_Directions_.
Would you extract the whole listing below and retype it exactly?

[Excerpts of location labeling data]
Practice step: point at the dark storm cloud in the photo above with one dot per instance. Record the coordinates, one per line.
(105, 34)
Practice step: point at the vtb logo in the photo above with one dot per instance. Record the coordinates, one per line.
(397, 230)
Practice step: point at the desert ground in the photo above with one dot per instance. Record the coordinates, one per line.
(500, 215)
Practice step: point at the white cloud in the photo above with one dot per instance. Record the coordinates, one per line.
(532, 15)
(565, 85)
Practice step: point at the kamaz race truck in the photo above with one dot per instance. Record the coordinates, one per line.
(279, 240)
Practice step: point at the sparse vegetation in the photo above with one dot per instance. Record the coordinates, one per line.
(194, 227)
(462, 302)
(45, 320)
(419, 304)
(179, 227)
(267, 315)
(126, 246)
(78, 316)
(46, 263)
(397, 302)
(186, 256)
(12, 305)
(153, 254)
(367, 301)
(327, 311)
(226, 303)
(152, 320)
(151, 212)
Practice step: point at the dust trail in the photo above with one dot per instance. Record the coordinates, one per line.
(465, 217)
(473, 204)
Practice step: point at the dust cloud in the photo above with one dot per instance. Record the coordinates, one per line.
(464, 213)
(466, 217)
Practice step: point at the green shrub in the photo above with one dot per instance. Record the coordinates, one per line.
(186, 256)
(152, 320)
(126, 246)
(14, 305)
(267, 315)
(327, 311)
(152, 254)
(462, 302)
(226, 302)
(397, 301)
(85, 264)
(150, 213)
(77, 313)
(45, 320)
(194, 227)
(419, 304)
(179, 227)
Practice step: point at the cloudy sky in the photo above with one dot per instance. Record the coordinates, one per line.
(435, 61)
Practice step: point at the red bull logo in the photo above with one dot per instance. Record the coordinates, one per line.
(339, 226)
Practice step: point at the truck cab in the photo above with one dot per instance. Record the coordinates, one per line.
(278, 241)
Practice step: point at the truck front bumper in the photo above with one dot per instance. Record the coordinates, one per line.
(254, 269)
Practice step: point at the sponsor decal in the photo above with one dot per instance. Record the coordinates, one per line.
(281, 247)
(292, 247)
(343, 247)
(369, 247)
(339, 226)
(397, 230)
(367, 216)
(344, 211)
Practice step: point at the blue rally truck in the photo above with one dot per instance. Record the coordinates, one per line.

_Task answer_.
Practice step: point at the dark storm cloud in the photo above with one dot per instance. Record the coordinates, one per line.
(105, 34)
Practice step: point at the vtb logo in the photo above with one dot per instance. Record the coordinates, one per line.
(397, 230)
Practice step: point at the desert ground in the photo above with one dot per instance. Record the coordinates, one per line.
(500, 215)
Practice step: point at the white cloud in the photo above with one dot per instance. Record the coordinates, one per line.
(532, 15)
(565, 85)
Practice step: point at the kamaz race truck in the photo above with one dot per instance. Record the coordinates, one per line.
(279, 240)
Practice step: point at the sparse vegetation in the photo above with one dot per instance. Record the coordinates, one per line.
(194, 227)
(462, 302)
(45, 320)
(419, 304)
(179, 227)
(267, 315)
(126, 246)
(78, 316)
(46, 263)
(397, 302)
(186, 256)
(12, 305)
(153, 254)
(367, 301)
(327, 311)
(226, 303)
(152, 320)
(151, 212)
Practice step: point at the dust trail in the photo above with one dot per instance. Record the coordinates, one per line.
(465, 217)
(473, 204)
Practice step: point at the dust cloud in the photo above with one dot per instance. Record the coordinates, one per line.
(464, 213)
(466, 217)
Practice step: point at the green shrub in the photo above with one dot per instance. Record the coordinates, one per line.
(186, 256)
(152, 320)
(126, 246)
(14, 305)
(267, 315)
(327, 311)
(152, 254)
(462, 302)
(226, 302)
(397, 301)
(85, 264)
(150, 213)
(77, 313)
(45, 320)
(194, 227)
(419, 304)
(179, 227)
Practice step: point at the cloudy sky in the photo above with one dot per instance. Record the coordinates, one per line.
(435, 61)
Practice step: point at the red bull logo in the photo above with one dot per instance. Record the coordinates, one per line.
(339, 226)
Practice step: point at the truck cab in the photo above with one dot per instance. Record the coordinates, one per line.
(278, 241)
Practice step: point at the truck front bumper in the photo above with one dot per instance. Record the coordinates, one per line.
(254, 269)
Practice step: point at the sponsor decal in the photo above with one dot per instance. Record the coordinates, one per line.
(281, 247)
(292, 247)
(343, 247)
(369, 247)
(339, 226)
(397, 230)
(367, 216)
(344, 211)
Practice step: point at the blue rally truck in the photo above with one dot per instance. Record the coordinates, one per line.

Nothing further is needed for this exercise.